Tarefas »
**1)** Resuma em duas frases o texto sobre os nativos digitais.
**2)** Prossiga com o texto sobre os nativos digitais a partir do ponto em que ele termina.

Texto apresentado »

▼

Publicada em 18/05/2009
Elis MonteiroNativos digitais já estão dominando o mundo e transformando a forma como o ser humano se comunica
Eles são capazes de ver TV, ouvir música, teclar no celular e usar o notebook, tudo ao mesmo tempo. Ou seja, são multitarefas. Adoram experimentar novos aplicativos, têm facilidade com blogs e lidar com múltiplos links, pulando de site em site, sem se perder. Interagem mais uns com os outros; "acessam-se" mutuamente para depois se conhecer pessoalmente. Esta é uma pequena descrição dos Nativos Digitais, termo que define os nascidos depois dos anos 80. Opondo-se a eles estão os Imigrantes Digitais, outra terminologia recente que engloba as pessoas que não nasceram na era digital mas que estão aprendendo a lidar com a tecnologia - ou, em alguns casos, até mesmo se recusando a aceitá-la.
Expressão cunhada em 2007 por Marc Prensky, pensador e
desenvolvedor de games, o termo Nativos Digitais está sendo estudado
como um fenômeno que pode causar impactos inclusive no mercado de
trabalho. Hoje, essa geração representa 50% da população ativa (pessoas
de até 25 anos), mas em 2020, com o crescimento demográfico, eles serão
80% da população.
"Se você quer entender a Geração Internet, você precisa entender o
futuro. E meu filho frequentemente me lembra que o futuro é agora". A
frase, de autoria de Don Tapscott, autor de "Grown up Digital" e também
do famoso "Wikinomics" resume bem o novo conflito de gerações. Isso
porque a nova geração, também chamada de Y - termo rechaçado pela
maioria dos pesquisadores - já se apropriou dos meios digitais e, agora,
se comunica e se informa, age e até pensa de forma "diferente".
Luíza Mitke, hoje com 11 anos, é a típica representante da
geração de Nativos. Assim como a maior parte dos seus amigos, ela
passeia com naturalidade por redes sociais online, usa MSN, celular, tem
email e blog - ou seja, domina a internet.
Para Luíza, a rede é apenas mais um meio, não uma assustadora
novidade. Ao mesmo tempo, saca tanto de computador que foi a responsável
pela inclusão digital da mãe e da avó. Dos meios "analógicos" comuns à
geração anterior, só conhece a máquina de escrever, que no entanto nunca
chegou a usar. Carteiro, então, ela só viu passar na rua.
- Realmente não sei como mandar uma carta direitinho - diz ela.
Luíza faz parte, diz o estudioso do assunto e consultor em
Inovação e Tecnologia Volney Faustini, da geração "banhada em bits", que
está promovendo uma mudança radical na forma como o ser humano interage
com o mundo.

▲

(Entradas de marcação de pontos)

▼

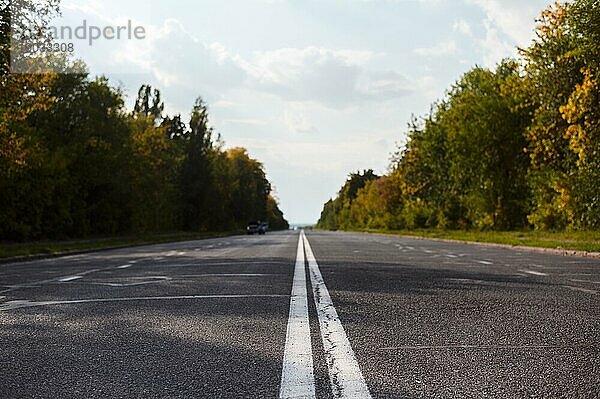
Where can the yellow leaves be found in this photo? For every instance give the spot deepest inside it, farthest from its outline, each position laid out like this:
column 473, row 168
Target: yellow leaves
column 582, row 113
column 552, row 22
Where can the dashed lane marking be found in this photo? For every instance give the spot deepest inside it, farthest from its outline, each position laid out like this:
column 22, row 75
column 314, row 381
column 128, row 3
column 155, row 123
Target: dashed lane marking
column 31, row 304
column 534, row 273
column 579, row 289
column 69, row 278
column 297, row 377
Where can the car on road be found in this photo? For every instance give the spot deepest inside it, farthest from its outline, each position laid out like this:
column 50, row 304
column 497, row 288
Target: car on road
column 258, row 227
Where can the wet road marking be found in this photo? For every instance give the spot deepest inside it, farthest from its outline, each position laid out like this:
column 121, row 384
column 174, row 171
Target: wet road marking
column 69, row 278
column 297, row 376
column 584, row 290
column 345, row 376
column 534, row 273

▲

Respostas por tarefa »
**1)** Os Nativos Digitais, nascidos depois dos anos 80, são multitarefas e lidam com facilidade com blogs e múltiplos links, em contraste com os Imigrantes Digitais, que não nasceram na era digital. O termo, cunhado em 2007 por Marc Prensky, é estudado como um fenômeno que pode causar impactos até no mercado de trabalho, e Luíza Mitke, de 11 anos, é apresentada como típica representante dessa geração.

**2)**
De acordo com Faustini, é possível um imigrante digital conviver
em harmonia com a nova geração, mas este nunca vai perder o "sotaque":
- Como imigrantes digitais, falamos com sotaque. O nativo fala a
linguagem digital com naturalidade e pertinência. Ele sabe inclusive ler
na tela do computador. Já o imigrante não tem a mesma desenvoltura, a
mesma fluência. Não à toa, este ainda imprime emails para ler - diz o
estudioso.
O especialista Volney Faustini cita uma analogia para explicar
como um imigrante digital pode lidar bem (ou não) com a nova geração
Web: um estrangeiro que chega no Brasil pode aprender a falar português
fluentemente (com sotaque) e se sentir à vontade, "em casa", ou viver
aqui 40 anos e nunca perder o sotaque carregado e continuar se sentindo
um peixe fora d´água. Se é possível uma boa convivência? Sim, mas as
diferenças vão continuar existindo.
O jornalista Fausto Rêgo, pai de Luíza, é daqueles que se
enturmaram, a ponto de ter mais características de nativo digital que de
imigrante.
- Apesar de ser um "nativo analógico", fiz bem a
transição. Me encantam as possibilidades da tecnologia, a quebra de
hierarquias gastas, a capacidade de fazer mais com menos. E isso tudo
mesmo me assumindo um sujeito linear e sequencial, que faz uma coisa de
cada vez. Minto: até faço, mas me incomoda dar conta de várias tarefas
ao mesmo tempo. Deve ser bug meu.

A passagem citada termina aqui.